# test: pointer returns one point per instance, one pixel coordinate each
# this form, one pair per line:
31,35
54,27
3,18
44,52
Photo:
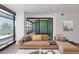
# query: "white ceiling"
43,8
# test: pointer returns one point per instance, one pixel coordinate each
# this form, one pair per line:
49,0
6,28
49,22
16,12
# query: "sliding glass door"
7,28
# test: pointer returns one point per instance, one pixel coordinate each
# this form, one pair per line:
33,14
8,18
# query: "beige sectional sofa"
37,41
66,47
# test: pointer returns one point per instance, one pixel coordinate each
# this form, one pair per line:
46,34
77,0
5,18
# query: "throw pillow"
26,38
63,39
37,37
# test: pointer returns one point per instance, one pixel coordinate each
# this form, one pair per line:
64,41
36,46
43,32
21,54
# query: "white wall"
19,25
71,35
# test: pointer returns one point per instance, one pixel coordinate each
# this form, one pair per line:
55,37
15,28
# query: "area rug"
47,52
36,51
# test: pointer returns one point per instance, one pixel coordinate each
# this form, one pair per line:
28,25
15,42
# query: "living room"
63,24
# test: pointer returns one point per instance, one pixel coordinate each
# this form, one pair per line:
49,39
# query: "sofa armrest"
21,41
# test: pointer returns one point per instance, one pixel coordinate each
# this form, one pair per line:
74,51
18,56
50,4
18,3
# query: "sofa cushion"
37,38
45,37
58,37
63,39
38,43
26,38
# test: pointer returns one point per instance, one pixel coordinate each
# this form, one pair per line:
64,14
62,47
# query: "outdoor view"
6,31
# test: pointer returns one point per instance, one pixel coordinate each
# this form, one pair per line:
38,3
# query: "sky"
5,20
————
Set down every record exactly as written, but drop the pictures.

# test: pointer returns one point per instance, one pixel coordinate each
# this form, one pair per line:
31,35
54,27
3,18
44,52
Photo:
# query: "white ceiling"
43,8
# test: pointer returns one point per instance, one pixel coordinate each
# this form, one pair per line:
49,0
6,28
49,22
16,12
# query: "sliding glass door"
7,28
# test: pointer returns one point per instance, one pixel coordinate each
# this form, one pair per line:
33,14
8,18
# query: "beige sectional sofa"
37,41
66,47
# test: pointer returns one point per instance, one pixel coordinate each
# this form, one pair per line:
46,34
77,0
5,18
# query: "throw pillow"
26,38
63,39
37,37
# test: pointer returns one point per instance, one pixel coordinate each
# this form, one pair per line:
64,41
36,46
43,32
21,54
# query: "white wall"
19,25
71,35
# test: pointer returns one point per instance, one pixel coordinate each
# this form, one pair per line:
55,37
15,28
# query: "area rug"
47,52
36,51
# test: pointer returns one point per instance, one pixel coordinate each
# this form, one pair per line:
28,25
15,42
# query: "living room"
63,24
# test: pointer returns one point per instance, one pixel coordinate each
# this form, one pair per line:
49,39
# query: "sofa armrest"
21,41
# test: pointer returns one point per instance, one pixel coordinate each
# this form, one pair per line:
74,51
18,56
50,4
18,3
# query: "sofa cushion"
37,38
45,37
58,37
63,39
38,43
26,38
# test: pointer returns one point per instance, one pixel coordinate each
# this form, one pair per line:
64,14
62,47
# query: "outdoor view"
6,31
# test: pointer returns one point per instance, one pixel coordinate each
# this form, one pair per line:
38,3
# query: "sky"
5,20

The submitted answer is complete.